§ **Saved entries**

- Opening Delimiter -

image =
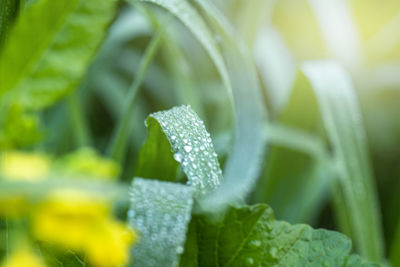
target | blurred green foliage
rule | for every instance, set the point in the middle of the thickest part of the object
(67, 69)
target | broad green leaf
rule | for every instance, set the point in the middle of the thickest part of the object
(160, 211)
(181, 131)
(244, 163)
(49, 48)
(193, 21)
(250, 236)
(355, 188)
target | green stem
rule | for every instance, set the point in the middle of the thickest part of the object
(395, 249)
(117, 147)
(79, 125)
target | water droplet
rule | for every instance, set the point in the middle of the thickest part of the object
(178, 157)
(187, 148)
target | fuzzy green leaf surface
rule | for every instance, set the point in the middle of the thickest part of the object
(161, 212)
(250, 236)
(62, 37)
(355, 196)
(180, 130)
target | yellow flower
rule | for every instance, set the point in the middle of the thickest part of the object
(23, 257)
(81, 221)
(24, 166)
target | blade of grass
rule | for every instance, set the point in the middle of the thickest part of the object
(8, 12)
(342, 119)
(78, 122)
(244, 164)
(118, 144)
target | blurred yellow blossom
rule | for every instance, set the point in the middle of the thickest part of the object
(23, 257)
(24, 166)
(81, 221)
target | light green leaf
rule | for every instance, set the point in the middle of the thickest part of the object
(160, 211)
(49, 48)
(180, 130)
(193, 21)
(244, 164)
(358, 206)
(250, 236)
(296, 193)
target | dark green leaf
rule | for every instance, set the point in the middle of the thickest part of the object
(250, 236)
(49, 48)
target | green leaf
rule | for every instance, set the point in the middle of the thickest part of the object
(355, 196)
(160, 211)
(181, 131)
(250, 236)
(8, 12)
(244, 164)
(49, 48)
(296, 193)
(193, 21)
(395, 248)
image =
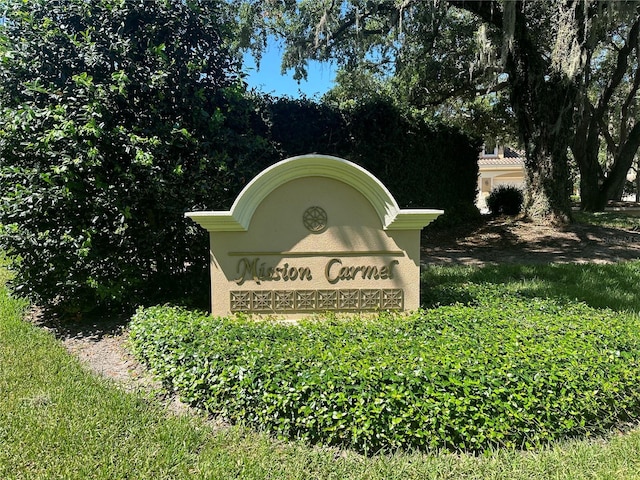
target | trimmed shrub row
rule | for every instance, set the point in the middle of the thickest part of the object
(510, 373)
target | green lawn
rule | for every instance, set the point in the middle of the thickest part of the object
(57, 420)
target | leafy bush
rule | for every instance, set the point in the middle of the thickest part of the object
(424, 165)
(116, 118)
(507, 372)
(505, 200)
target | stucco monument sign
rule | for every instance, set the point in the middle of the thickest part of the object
(314, 234)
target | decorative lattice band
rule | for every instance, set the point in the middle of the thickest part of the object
(316, 300)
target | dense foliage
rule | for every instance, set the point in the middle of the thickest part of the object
(116, 118)
(424, 165)
(505, 200)
(505, 372)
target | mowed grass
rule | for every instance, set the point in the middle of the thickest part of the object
(615, 286)
(57, 420)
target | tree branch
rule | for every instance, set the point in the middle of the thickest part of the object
(622, 63)
(488, 10)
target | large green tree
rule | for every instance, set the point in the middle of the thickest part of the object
(116, 117)
(609, 114)
(539, 48)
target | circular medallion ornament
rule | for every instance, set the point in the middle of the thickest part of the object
(315, 219)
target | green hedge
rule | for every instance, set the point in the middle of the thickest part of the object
(424, 165)
(511, 373)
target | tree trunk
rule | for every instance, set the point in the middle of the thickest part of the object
(548, 188)
(543, 105)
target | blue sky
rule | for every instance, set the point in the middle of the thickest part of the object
(268, 78)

- Closing Delimiter -

§ **WORK TO COMPLETE**
Leave the pictures out and reproduce every record above exactly.

§ **WRITTEN REPLY**
image =
target | blurred green foliage
rule | for every instance, set the point in the middle of the thickest part of the object
(67, 69)
target | broad green leaf
rule | for every instance, set the point in the middle of the thickest part of the object
(160, 211)
(181, 131)
(244, 163)
(49, 48)
(193, 21)
(250, 236)
(355, 188)
target | green stem
rule | for every instance, set the point in the middle of the thickest part of the object
(395, 249)
(117, 147)
(79, 125)
target | water droplet
rule | for every instance, set the point in the middle of the thickest part of the object
(178, 157)
(187, 148)
target | fuzzy green leaf surface
rule | for every instance, set the point in the middle of the thickest part of the object
(161, 212)
(250, 236)
(62, 37)
(355, 196)
(180, 130)
target | yellow flower
rule | for every instance, set the point in the middle of the thickest part of the object
(23, 257)
(81, 221)
(24, 166)
target | blade of grass
rule | for every instance, set the point in the middle of the thickest part of the object
(8, 12)
(342, 119)
(78, 122)
(244, 164)
(118, 144)
target | blurred yellow blossom
rule | for every instance, set the point in the middle of the thickest part of the object
(23, 257)
(24, 166)
(81, 221)
target | light green leaf
rule | for every instance, set the point in the middle of the thickest part of the object
(160, 211)
(49, 48)
(180, 130)
(193, 21)
(244, 164)
(358, 206)
(250, 236)
(296, 193)
target | dark green leaf
rule | for every instance, set the point in the middle of the thickest part of the object
(250, 236)
(49, 48)
target | green leaf
rule | for every instance, set the point in the middle of the thickest part of the object
(355, 196)
(160, 211)
(181, 131)
(250, 236)
(8, 12)
(244, 164)
(49, 48)
(296, 193)
(193, 21)
(395, 248)
image =
target | trimmed shrub row
rule | for every instance, set the point in the middle of the thickest part of the object
(510, 373)
target | green lawn
rule | for every instance, set the point in the middle of the thickest part of the object
(57, 420)
target | leafy bush
rule | for every instance, set the point in the middle of the thickest part of the object
(424, 165)
(116, 118)
(507, 372)
(505, 200)
target | stucco monument sign
rule | for every instance, set the point in the middle of the thickest part of the object
(314, 234)
target | decorative lattice band
rule | for every instance, set the point in the middle of the thickest part of the object
(316, 300)
target | dense foliage
rule | for every instance, set the point in the middle of the thickest part of the object
(116, 118)
(424, 165)
(505, 200)
(505, 372)
target | mowed grass
rule | for every instance, set the point in the middle of the thickest part of the object
(615, 286)
(57, 420)
target | tree branch
rule | for every instance, set the point in the middle of the thickest part of the object
(622, 63)
(488, 10)
target | large green tree
rule | for every instance, set the point in the middle of the thickest part of the object
(116, 117)
(609, 114)
(539, 48)
target | circular medallion ornament
rule | for every instance, set the point in the middle of the thickest part of the object
(315, 219)
target | green hedge
rule | for every instance, set the point in the middle of the thickest part of the object
(424, 165)
(511, 373)
target | tree trunk
rule | for every instance, set the point in the middle of the thickest part of the object
(548, 188)
(543, 105)
target | blue sky
rule | for every instance, set the point in the middle of the thickest part of the object
(268, 78)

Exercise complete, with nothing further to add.